* [Study text]
What strategies should farmers take in order to improve their resilience to climate change and increasingly frequent and severe pest and disease outbreaks? How can they ensure that their livelihoods are protected, despite the uncertainty on the horizon? These are the questions on the lips of many producers around the world, as they face what is without doubt some of the most serious challenges to agricultural production and food security seen in the recent past.
Although a global phenomenon, which is expected to lead to an overall decline in agricultural production by 2050, climate change and its impacts are unevenly distributed across regions and crops. Some luckier farmers living in specific areas are predicted to actually benefit from the new climatic conditions. Others – and these are the majority – will be less fortunate, with their crop yields threatened by extreme climate events such as drought, flooding and cyclones, and an increase in the frequency and severity of pest and disease outbreaks, causing serious food shortages and putting precarious livelihoods at even greater risk. The profitability across different agricultural activities will readjust following these changes in productivity and simultaneous shifts in relative prices of agricultural commodities.
Nowhere is the problem likely to be more acute than in sub-Saharan Africa, where resource-poor smallholder farmers are already vulnerable to other risks related to depleted natural resources, poor market access and political instability. In an attempt to address this looming challenge, and examine what practical steps farmers can take to counter it, researchers from the Alliance of Bioversity International and the International Center for Tropical Agriculture and the Farming Systems Ecology Group of Wageningen University & Research (WUR) have developed a method that links large-scale drivers of changes in the food systems to farm outcomes. Applying it to a case study of a banana farmer in Uganda, the researchers analyze the producer’s resilience to the potential future consequences of climate change and a large-scale banana disease outbreak.

* [Given data]
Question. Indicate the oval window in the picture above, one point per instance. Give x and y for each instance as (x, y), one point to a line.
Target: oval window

* [Requirement 1]
Transcribe the section of the climate resilience passage that opens with the words containing "What strategies should" and closes with "the recent past.".
* [Requirement 2]
List the extreme climate events that the climate resilience passage names as threats to crop yields.
The data come from a separate source and are unrelated to the climate resilience passage.

* [Reply 1]
What strategies should farmers take in order to improve their resilience to climate change and increasingly frequent and severe pest and disease outbreaks? How can they ensure that their livelihoods are protected, despite the uncertainty on the horizon? These are the questions on the lips of many producers around the world, as they face what is without doubt some of the most serious challenges to agricultural production and food security seen in the recent past.

* [Reply 2]
Drought, flooding, cyclones